● THE REQUEST
Duplicate the lines below, from the line with "request: trace the outline of every instance of the stone" up to and including the line with "target: stone wall", changing nothing.

(Stored dataset items)
◇ ◇ ◇ ◇

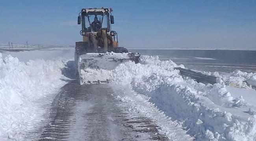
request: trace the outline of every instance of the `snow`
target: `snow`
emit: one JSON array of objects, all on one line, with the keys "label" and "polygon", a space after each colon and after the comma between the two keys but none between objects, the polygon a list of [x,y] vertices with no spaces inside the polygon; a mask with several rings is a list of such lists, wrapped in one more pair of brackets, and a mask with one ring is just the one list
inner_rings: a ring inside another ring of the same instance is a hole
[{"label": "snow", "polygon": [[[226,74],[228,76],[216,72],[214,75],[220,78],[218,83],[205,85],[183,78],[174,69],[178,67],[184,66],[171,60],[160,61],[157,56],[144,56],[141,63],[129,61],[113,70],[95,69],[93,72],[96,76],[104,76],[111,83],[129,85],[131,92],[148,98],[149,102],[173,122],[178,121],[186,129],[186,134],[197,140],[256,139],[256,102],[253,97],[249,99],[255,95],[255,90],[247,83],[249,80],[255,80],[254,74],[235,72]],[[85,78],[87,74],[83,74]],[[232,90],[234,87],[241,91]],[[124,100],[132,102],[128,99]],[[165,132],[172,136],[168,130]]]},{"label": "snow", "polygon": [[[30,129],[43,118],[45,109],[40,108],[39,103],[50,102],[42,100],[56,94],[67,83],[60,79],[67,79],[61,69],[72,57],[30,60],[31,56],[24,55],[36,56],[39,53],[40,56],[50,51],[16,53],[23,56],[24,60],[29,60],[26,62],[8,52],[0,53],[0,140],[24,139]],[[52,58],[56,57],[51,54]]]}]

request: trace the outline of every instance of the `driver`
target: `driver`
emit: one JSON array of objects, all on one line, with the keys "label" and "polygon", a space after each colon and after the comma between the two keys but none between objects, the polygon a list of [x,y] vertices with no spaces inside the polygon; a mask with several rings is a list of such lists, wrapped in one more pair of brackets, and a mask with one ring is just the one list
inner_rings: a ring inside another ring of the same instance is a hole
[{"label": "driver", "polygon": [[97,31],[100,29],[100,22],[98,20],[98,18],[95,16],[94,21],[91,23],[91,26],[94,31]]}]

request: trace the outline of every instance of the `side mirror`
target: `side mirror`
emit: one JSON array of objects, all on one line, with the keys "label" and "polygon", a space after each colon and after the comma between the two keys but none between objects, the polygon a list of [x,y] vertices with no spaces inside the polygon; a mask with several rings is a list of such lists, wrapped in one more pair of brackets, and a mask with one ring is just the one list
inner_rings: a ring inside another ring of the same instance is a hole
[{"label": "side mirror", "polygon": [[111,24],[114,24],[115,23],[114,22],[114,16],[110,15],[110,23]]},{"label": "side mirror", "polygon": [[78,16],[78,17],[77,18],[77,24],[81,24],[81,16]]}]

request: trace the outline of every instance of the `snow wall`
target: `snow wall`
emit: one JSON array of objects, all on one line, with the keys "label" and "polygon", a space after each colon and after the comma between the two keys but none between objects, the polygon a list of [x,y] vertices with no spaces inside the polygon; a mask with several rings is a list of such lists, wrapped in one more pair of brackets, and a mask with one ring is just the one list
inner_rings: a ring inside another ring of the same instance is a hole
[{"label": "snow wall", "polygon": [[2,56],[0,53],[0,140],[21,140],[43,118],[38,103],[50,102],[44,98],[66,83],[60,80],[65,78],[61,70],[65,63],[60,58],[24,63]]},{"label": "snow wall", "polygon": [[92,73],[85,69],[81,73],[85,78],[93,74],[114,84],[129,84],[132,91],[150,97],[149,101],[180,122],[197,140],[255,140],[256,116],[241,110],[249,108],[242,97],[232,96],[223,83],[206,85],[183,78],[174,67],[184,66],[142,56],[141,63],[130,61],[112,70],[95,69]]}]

◇ ◇ ◇ ◇

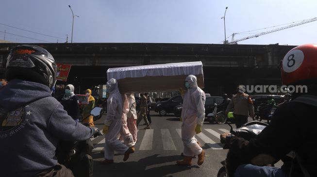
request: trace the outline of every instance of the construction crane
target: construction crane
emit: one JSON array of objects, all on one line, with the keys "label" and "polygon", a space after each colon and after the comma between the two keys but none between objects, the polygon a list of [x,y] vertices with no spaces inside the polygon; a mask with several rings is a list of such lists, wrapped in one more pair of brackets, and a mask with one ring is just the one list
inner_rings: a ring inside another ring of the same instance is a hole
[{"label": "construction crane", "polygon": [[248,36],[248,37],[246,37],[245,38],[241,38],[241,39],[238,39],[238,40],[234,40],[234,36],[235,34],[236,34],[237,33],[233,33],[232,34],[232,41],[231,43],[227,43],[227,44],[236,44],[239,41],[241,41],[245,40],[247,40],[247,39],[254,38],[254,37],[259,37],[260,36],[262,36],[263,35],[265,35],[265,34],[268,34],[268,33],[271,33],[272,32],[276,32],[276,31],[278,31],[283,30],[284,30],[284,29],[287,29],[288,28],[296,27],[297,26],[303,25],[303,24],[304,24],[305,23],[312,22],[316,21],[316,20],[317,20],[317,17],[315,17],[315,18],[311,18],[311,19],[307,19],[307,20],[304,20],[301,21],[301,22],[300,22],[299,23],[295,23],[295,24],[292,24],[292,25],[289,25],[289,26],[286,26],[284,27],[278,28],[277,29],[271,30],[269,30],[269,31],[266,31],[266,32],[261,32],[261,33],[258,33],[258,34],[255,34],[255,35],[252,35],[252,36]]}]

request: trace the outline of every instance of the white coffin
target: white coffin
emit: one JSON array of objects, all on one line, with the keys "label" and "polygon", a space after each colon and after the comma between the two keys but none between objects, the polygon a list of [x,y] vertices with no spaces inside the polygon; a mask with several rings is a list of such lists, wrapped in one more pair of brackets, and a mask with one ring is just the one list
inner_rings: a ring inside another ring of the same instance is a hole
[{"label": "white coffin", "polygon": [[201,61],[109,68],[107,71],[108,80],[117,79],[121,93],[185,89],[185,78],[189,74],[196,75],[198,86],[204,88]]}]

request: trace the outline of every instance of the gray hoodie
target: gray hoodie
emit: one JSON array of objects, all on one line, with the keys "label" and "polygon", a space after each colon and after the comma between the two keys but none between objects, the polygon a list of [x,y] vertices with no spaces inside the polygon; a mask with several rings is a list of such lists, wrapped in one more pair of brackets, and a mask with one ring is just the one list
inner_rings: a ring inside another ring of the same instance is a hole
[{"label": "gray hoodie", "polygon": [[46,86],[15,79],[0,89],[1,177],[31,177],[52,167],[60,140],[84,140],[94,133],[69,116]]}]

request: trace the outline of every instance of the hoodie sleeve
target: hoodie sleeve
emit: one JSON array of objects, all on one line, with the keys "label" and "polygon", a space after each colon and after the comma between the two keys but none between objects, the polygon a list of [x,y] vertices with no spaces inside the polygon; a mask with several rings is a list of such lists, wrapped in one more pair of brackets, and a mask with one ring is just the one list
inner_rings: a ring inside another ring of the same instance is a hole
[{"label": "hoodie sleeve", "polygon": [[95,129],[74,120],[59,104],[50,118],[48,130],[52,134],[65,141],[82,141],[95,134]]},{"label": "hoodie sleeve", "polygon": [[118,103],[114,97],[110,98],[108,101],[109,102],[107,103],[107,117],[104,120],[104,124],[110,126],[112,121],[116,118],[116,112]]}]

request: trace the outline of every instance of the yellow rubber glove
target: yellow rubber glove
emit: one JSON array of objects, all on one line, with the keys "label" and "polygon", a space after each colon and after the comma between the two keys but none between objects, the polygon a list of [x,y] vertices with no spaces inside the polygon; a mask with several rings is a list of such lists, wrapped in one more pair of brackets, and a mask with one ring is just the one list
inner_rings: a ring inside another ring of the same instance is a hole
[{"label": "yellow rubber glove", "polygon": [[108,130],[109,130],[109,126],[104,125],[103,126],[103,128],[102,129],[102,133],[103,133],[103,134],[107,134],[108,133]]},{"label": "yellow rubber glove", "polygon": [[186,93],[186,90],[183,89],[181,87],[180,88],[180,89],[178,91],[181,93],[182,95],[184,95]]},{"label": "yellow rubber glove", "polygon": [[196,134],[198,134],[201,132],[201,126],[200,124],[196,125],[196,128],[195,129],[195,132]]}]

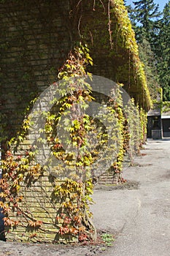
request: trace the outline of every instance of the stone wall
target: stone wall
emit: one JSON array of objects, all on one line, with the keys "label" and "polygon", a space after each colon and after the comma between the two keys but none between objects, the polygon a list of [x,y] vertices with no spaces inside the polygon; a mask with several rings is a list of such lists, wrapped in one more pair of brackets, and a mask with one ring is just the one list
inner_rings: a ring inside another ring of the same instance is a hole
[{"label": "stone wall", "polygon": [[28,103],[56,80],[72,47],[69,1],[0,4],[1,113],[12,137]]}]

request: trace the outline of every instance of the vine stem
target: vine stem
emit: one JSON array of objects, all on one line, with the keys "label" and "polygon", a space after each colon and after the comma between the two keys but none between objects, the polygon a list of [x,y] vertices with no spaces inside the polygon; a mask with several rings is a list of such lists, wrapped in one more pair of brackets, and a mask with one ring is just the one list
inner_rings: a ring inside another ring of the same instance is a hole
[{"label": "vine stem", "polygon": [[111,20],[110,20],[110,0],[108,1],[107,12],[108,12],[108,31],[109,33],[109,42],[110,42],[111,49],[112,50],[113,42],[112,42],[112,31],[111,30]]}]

◇ ◇ ◇ ◇

● WRITTEN REPLY
request: trace the outline of every instance of the stone wall
target: stone wall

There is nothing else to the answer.